● **Boundary labeling data**
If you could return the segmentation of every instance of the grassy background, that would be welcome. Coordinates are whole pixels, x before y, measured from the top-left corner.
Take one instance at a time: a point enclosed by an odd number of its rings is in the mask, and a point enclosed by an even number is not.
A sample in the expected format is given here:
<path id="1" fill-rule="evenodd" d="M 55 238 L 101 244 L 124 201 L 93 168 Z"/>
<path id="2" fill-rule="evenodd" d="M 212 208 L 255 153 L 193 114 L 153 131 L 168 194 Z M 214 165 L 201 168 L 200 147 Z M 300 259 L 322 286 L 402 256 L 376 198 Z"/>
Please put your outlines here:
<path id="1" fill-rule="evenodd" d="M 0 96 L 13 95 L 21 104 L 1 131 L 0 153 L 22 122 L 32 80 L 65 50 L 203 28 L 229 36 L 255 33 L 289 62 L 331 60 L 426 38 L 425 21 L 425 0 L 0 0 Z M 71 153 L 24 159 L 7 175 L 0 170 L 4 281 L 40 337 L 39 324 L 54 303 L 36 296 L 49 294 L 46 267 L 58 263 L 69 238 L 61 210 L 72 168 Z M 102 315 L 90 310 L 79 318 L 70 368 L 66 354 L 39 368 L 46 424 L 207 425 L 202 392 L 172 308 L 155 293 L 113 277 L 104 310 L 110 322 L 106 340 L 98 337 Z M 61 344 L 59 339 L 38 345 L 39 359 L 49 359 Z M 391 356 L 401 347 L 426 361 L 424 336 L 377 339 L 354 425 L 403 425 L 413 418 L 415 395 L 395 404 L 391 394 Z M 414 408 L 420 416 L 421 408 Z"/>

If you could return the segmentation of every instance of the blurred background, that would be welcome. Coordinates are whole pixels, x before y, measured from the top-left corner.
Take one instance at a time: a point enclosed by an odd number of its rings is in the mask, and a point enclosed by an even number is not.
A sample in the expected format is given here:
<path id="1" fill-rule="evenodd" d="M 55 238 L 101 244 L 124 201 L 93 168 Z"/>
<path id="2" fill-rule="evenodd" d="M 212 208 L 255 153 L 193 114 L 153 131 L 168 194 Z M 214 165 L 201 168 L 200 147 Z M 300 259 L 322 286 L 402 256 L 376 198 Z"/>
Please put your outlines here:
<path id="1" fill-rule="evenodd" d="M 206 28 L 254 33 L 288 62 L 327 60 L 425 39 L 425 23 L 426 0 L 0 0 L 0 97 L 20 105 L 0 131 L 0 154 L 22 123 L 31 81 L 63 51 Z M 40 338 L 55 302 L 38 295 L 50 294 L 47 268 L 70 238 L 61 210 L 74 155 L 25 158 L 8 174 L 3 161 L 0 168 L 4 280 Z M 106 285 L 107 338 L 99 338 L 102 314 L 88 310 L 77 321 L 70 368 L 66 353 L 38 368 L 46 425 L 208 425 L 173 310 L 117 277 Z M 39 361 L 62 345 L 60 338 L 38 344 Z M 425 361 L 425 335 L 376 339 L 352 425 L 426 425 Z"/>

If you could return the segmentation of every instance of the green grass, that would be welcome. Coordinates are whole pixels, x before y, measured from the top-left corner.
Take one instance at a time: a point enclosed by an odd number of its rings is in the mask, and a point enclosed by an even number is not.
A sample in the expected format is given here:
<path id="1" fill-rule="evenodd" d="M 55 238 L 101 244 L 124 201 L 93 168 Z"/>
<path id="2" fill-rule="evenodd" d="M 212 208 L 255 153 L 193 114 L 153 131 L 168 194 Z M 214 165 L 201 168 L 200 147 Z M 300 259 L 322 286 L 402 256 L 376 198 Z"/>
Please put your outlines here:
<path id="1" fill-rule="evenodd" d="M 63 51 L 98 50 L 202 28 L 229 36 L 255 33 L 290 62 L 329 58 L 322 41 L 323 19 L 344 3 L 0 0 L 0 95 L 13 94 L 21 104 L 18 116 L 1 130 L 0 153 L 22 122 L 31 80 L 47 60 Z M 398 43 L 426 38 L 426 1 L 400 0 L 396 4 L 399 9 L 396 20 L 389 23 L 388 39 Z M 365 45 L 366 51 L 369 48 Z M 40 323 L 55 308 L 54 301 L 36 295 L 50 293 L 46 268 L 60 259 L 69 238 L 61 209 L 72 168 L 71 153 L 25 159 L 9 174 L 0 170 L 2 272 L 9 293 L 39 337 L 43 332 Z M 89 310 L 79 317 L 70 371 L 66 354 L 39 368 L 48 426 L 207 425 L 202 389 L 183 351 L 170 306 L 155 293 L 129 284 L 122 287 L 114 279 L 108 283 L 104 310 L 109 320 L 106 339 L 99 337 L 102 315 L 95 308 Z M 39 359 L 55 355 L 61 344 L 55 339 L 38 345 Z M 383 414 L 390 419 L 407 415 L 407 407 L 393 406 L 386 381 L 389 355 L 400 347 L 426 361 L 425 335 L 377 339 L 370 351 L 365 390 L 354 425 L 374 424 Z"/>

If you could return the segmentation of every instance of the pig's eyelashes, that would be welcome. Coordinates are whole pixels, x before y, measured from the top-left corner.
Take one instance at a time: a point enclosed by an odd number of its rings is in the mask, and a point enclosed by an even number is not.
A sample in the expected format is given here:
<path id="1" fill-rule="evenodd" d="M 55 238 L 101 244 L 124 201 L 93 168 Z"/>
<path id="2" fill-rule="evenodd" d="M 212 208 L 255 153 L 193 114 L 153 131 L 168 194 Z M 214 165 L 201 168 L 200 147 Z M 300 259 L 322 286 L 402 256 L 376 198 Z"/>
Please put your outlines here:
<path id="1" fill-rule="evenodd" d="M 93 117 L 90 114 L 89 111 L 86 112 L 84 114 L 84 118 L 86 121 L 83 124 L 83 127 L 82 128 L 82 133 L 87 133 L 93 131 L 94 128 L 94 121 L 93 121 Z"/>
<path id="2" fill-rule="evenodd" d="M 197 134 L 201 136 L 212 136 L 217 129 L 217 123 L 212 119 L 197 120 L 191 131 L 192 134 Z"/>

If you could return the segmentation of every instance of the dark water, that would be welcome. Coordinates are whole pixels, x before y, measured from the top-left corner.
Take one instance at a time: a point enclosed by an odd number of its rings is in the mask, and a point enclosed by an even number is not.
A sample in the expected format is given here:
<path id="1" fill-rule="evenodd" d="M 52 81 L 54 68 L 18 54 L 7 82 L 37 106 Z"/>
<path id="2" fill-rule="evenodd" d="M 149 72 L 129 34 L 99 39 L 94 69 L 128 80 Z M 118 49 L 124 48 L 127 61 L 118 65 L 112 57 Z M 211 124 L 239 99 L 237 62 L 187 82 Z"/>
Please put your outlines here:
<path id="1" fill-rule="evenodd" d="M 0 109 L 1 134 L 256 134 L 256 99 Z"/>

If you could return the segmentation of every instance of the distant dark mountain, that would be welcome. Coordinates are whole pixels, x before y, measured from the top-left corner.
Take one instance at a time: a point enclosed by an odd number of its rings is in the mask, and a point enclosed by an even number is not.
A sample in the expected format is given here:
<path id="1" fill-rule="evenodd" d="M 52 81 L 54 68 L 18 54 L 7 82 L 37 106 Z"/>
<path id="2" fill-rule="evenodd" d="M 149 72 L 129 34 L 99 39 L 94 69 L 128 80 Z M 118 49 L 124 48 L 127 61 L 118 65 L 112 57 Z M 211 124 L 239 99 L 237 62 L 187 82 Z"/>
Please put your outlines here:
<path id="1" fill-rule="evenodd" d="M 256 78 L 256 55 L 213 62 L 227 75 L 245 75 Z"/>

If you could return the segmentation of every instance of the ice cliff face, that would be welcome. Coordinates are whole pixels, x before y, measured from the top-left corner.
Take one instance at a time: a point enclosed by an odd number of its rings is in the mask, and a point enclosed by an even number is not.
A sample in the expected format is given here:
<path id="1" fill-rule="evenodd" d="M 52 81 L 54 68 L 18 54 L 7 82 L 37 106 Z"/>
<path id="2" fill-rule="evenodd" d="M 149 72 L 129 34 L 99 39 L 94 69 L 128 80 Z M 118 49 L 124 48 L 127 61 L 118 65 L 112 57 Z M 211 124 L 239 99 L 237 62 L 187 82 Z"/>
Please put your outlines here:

● **EXERCISE DIRECTIONS**
Give the data from the line containing "of the dark" down through the line containing "109 L 1 134" as a two-column CSV with the columns request and answer, one row for each request, with each value in a single quoted field and line breaks replaced by spaces.

● **TASK SOLUTION**
request,answer
"If you could return the segmentation of every instance of the dark water, that would be welcome. Coordinates are whole pixels, x before y, measured from the top-left corner. Take one instance at a time: a point enclosed by an odd number of its rings is in the mask, and a point enclosed by an even number is not. A sample in the expected format is given here: <path id=""1"" fill-rule=""evenodd"" d=""M 52 81 L 54 68 L 18 54 L 7 82 L 37 106 Z""/> <path id=""2"" fill-rule=""evenodd"" d=""M 149 72 L 129 34 L 99 39 L 94 69 L 128 80 Z M 118 49 L 124 48 L 127 61 L 118 65 L 112 57 Z M 211 124 L 239 99 L 237 62 L 187 82 Z""/> Please put your outlines here:","<path id=""1"" fill-rule=""evenodd"" d=""M 0 109 L 1 134 L 256 134 L 256 99 Z""/>"